• TASK INSTRUCTIONS:
Reproduce word for word the lines in the items below, starting at the line that contains "Could you point at the soldier's" and ending with the last line of the items.

Data entries
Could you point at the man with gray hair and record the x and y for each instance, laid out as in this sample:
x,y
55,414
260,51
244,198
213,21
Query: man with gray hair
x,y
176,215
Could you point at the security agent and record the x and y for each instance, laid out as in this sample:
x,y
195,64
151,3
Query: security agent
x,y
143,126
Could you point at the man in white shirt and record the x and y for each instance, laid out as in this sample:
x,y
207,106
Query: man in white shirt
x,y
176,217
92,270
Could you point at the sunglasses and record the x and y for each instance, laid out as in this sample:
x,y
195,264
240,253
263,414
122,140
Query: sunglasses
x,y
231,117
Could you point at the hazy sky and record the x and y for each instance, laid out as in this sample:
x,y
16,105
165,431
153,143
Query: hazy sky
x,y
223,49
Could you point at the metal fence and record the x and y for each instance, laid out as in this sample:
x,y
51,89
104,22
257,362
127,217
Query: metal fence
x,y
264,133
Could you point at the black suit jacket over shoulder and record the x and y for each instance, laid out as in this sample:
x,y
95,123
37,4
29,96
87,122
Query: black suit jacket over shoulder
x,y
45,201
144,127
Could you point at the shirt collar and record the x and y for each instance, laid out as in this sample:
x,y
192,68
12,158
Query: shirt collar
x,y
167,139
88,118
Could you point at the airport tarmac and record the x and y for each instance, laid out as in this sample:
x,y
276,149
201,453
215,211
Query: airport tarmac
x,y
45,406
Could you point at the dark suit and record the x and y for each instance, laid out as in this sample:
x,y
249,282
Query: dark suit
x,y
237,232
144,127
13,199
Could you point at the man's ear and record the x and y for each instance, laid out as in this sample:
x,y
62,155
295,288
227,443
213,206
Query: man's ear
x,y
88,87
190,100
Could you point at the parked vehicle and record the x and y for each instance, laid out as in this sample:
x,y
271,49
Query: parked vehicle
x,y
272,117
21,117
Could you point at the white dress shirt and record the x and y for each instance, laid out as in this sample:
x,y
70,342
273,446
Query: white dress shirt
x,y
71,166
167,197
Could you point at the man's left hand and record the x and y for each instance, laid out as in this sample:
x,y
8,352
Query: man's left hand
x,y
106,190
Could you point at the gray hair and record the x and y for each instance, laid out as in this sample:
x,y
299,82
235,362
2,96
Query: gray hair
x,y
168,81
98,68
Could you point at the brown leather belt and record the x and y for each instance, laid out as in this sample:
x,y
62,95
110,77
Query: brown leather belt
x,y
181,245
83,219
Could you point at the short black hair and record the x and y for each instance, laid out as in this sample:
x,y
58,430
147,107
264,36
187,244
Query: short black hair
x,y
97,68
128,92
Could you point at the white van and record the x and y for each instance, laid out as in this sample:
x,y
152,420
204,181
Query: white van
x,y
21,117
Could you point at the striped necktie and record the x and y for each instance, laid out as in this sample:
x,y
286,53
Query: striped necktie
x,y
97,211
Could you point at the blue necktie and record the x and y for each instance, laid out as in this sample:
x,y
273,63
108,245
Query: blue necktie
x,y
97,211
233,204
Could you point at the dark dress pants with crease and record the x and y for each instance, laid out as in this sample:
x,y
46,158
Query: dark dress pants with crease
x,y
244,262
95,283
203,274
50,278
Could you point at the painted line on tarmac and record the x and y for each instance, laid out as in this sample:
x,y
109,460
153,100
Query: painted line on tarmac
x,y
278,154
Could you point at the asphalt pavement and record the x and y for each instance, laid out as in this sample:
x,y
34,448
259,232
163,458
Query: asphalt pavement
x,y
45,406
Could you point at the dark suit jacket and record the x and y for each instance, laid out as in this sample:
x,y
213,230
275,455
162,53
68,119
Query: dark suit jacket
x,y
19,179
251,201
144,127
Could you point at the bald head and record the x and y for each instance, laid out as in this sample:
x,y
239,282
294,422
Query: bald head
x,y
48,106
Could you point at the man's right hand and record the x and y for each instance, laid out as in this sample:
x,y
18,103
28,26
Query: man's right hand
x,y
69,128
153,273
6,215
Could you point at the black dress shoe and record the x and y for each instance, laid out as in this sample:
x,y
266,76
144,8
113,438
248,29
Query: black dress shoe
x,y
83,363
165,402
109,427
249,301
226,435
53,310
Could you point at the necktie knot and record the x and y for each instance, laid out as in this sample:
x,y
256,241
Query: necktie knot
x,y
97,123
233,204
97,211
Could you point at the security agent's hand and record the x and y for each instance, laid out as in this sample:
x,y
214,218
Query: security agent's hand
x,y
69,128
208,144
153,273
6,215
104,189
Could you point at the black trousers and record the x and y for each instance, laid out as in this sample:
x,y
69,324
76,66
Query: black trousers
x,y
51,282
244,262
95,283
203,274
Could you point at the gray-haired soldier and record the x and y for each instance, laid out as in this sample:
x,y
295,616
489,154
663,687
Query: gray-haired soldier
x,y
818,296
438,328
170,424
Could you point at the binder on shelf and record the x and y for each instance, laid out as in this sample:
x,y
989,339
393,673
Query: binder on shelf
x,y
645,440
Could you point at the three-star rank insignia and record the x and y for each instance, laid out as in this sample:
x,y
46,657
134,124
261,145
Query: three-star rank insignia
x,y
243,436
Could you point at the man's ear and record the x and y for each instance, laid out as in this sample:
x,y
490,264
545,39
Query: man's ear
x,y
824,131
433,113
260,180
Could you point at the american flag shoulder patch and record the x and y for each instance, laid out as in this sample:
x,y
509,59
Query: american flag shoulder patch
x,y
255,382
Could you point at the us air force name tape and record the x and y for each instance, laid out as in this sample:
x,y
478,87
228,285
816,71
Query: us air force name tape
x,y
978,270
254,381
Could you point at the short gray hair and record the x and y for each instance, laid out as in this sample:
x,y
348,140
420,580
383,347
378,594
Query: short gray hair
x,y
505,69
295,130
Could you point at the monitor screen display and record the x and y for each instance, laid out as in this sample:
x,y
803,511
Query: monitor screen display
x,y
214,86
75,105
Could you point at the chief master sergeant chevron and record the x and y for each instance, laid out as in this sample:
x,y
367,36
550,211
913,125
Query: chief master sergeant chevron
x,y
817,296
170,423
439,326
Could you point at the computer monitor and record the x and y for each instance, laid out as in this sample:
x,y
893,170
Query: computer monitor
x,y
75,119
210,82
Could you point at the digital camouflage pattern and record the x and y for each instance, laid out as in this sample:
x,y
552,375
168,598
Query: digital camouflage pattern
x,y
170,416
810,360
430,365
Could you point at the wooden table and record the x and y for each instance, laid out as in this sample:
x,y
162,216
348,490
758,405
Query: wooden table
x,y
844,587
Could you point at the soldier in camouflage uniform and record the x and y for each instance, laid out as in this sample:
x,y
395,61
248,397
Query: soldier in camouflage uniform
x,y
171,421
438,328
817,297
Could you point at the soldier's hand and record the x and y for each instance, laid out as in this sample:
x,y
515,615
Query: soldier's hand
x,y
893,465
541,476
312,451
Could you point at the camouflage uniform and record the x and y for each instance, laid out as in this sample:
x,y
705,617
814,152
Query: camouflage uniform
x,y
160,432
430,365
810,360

• EXERCISE RESULT:
Could you point at the soldier's hand and record the x and y for each instance, laid out as in this sample:
x,y
515,615
Query: soldier's hand
x,y
893,465
541,476
312,451
Could you point at the camouflage uniform and record the x and y for each instance, laid out as in this sample:
x,y
705,617
814,152
Query: camouflage uniform
x,y
160,432
430,365
810,360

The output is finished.